Da semplici osservatori, potremmo aggiungere che nelle grandi città ci sia stata anche una crescita esponenziale di consegne a domicilio, opportunamente propagandate sulle fiancate dei mezzi pubblici, ma il dato non è circolato granché, dunque ve lo comunichiamo noi insieme a qualche altra informazione che abbiamo raccolto in questi giorni.

 

Per esempio, che se è vero, come dice la ricerca, che “i lunghi mesi di emergenza sanitaria hanno aumentato la consapevolezza degli italiani in materia di scelte alimentari” e che il tetrapack di vino senza storia abbia lasciato il campo a scelte ufficialmente ponderate, è altrettanto vero che l’euforia da progressive uscite dai lockdown (e forse il timore di ricaderci per una quarta volta) ci ha spinti tutti a bere non solo meglio, ma anche molto di più.

Per capire quanto, vi basterebbe fare una passeggiata a Campo de’ Fiori a Roma o a Brera a Milano (nel nostro caso specifico, ci affacciamo esausti alle 2 del mattino implorando di smetterla di gridare e altercare sbronzi). Si beve ovunque, felici e dimentichi, con conseguenze varie, specie femminili, per le più svariate ragioni (uhm sì, sulle donne il consumo di alcol ha un impatto a livello epatico quasi doppio rispetto a quello che si riscontra sugli uomini: dovremmo fare più attenzione a quantità e tipologia di alcol).

########################################

Aggiorna il brano sulle abitudini di consumo da "Da semplici osservatori, potremmo" a "molto di più.", mettendo "consegne a casa" al posto di "consegne a domicilio".

== ESTRATTI DEI DATI ==
########################################

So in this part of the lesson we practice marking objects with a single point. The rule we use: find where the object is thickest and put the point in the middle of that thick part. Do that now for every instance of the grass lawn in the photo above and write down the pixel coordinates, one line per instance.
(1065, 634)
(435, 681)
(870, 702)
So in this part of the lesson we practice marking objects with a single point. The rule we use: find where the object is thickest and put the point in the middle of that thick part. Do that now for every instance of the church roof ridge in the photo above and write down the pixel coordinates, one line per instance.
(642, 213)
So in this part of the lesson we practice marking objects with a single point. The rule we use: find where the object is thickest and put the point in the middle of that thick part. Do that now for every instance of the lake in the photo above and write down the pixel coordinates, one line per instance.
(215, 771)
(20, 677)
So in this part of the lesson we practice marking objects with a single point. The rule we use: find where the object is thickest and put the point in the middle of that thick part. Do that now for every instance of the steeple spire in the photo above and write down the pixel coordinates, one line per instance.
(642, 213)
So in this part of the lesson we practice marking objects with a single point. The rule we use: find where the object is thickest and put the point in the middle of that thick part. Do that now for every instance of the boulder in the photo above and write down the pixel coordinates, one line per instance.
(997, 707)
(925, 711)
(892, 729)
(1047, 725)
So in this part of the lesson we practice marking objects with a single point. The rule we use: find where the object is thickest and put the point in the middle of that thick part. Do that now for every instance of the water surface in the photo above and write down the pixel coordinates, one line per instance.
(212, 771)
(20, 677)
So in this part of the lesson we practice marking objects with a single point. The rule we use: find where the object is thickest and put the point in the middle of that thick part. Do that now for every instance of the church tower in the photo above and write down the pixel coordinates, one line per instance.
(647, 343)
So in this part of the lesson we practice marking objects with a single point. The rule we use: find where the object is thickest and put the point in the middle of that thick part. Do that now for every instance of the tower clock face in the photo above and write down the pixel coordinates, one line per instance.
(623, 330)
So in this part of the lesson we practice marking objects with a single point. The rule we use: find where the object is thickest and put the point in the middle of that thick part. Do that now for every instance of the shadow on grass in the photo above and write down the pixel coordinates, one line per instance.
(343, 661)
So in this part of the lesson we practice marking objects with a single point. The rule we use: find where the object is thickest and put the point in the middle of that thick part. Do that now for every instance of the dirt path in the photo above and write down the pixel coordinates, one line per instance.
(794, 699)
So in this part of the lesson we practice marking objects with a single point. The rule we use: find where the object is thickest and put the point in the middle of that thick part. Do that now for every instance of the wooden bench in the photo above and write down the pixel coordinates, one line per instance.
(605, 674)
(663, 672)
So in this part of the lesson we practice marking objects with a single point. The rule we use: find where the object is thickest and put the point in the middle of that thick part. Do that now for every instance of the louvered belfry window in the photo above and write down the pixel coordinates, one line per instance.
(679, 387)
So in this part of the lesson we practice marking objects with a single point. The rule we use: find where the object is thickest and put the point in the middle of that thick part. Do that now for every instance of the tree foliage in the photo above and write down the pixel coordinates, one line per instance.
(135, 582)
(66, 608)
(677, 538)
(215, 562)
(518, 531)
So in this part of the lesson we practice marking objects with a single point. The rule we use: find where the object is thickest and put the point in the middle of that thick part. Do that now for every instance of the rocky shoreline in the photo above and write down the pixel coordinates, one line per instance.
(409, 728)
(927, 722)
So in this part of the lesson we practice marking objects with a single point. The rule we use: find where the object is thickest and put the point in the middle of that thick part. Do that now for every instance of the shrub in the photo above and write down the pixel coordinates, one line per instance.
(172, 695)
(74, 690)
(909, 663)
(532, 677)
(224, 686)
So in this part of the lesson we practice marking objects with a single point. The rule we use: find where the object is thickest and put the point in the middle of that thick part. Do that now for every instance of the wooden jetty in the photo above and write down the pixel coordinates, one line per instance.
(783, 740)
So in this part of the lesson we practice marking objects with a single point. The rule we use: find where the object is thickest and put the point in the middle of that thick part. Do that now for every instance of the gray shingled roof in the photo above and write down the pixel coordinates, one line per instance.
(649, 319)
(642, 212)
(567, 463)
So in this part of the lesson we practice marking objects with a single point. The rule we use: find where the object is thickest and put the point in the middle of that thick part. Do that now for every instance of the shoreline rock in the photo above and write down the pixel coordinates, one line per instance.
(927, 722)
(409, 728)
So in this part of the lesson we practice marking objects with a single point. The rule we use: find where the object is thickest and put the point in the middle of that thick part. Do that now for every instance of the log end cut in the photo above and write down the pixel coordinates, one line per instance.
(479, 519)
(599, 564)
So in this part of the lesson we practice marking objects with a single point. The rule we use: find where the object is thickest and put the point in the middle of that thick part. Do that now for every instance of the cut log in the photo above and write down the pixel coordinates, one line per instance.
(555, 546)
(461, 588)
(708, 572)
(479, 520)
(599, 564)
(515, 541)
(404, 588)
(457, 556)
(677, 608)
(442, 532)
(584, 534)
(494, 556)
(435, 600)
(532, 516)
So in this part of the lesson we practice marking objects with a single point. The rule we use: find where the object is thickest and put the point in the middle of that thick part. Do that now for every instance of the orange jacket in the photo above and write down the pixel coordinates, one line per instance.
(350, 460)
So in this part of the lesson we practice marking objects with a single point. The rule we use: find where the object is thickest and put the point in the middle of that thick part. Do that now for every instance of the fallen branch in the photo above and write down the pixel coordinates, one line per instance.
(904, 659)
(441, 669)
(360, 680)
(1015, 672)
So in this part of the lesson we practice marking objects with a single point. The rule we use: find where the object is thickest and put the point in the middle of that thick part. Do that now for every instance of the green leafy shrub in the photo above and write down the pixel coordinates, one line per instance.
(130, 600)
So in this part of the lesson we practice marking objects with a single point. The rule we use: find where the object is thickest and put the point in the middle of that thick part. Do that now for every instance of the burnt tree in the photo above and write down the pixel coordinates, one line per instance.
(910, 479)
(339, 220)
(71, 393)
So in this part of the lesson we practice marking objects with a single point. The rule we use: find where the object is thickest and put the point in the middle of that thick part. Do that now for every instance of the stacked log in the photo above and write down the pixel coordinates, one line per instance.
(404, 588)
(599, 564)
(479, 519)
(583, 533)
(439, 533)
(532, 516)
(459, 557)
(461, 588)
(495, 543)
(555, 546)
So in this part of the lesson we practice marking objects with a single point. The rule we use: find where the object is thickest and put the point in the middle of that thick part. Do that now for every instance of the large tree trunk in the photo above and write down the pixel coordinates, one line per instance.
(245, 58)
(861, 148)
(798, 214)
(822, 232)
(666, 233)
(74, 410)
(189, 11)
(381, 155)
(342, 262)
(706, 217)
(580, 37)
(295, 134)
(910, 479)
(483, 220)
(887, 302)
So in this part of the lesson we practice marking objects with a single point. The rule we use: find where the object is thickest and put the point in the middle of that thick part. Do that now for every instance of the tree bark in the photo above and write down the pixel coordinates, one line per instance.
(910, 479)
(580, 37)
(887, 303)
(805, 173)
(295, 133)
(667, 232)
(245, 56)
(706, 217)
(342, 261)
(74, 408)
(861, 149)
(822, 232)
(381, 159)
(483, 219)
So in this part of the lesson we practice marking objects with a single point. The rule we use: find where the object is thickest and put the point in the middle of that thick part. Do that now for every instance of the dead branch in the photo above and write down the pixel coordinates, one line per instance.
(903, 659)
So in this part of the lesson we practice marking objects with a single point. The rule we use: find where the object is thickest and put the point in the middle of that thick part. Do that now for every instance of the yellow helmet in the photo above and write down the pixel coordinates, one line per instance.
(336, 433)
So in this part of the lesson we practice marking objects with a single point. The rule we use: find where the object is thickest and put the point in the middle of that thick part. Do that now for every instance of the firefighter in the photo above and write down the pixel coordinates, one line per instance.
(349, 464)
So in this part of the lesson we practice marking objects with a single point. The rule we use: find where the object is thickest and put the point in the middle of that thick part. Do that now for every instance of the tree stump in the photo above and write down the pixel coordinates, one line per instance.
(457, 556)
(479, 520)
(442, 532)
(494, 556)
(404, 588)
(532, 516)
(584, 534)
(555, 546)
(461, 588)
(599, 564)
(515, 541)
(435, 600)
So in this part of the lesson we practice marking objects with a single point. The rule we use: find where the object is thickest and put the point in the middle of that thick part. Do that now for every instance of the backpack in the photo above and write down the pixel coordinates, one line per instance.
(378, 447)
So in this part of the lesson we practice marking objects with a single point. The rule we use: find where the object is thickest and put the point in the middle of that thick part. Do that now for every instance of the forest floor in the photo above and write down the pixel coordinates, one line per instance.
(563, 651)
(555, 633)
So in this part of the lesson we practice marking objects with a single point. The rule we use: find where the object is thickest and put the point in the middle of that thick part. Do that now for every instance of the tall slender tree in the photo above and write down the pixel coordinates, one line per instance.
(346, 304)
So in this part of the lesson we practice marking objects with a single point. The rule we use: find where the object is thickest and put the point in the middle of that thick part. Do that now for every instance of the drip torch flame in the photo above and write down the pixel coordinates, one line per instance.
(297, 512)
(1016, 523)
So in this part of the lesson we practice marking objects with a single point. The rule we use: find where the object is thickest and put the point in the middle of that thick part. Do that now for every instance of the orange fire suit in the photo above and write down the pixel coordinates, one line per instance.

########################################

== SOLUZIONE PROPOSTA ==
Da semplici osservatori, potremmo aggiungere che nelle grandi città ci sia stata anche una crescita esponenziale di consegne a casa, opportunamente propagandate sulle fiancate dei mezzi pubblici, ma il dato non è circolato granché, dunque ve lo comunichiamo noi insieme a qualche altra informazione che abbiamo raccolto in questi giorni.

 

Per esempio, che se è vero, come dice la ricerca, che “i lunghi mesi di emergenza sanitaria hanno aumentato la consapevolezza degli italiani in materia di scelte alimentari” e che il tetrapack di vino senza storia abbia lasciato il campo a scelte ufficialmente ponderate, è altrettanto vero che l’euforia da progressive uscite dai lockdown (e forse il timore di ricaderci per una quarta volta) ci ha spinti tutti a bere non solo meglio, ma anche molto di più.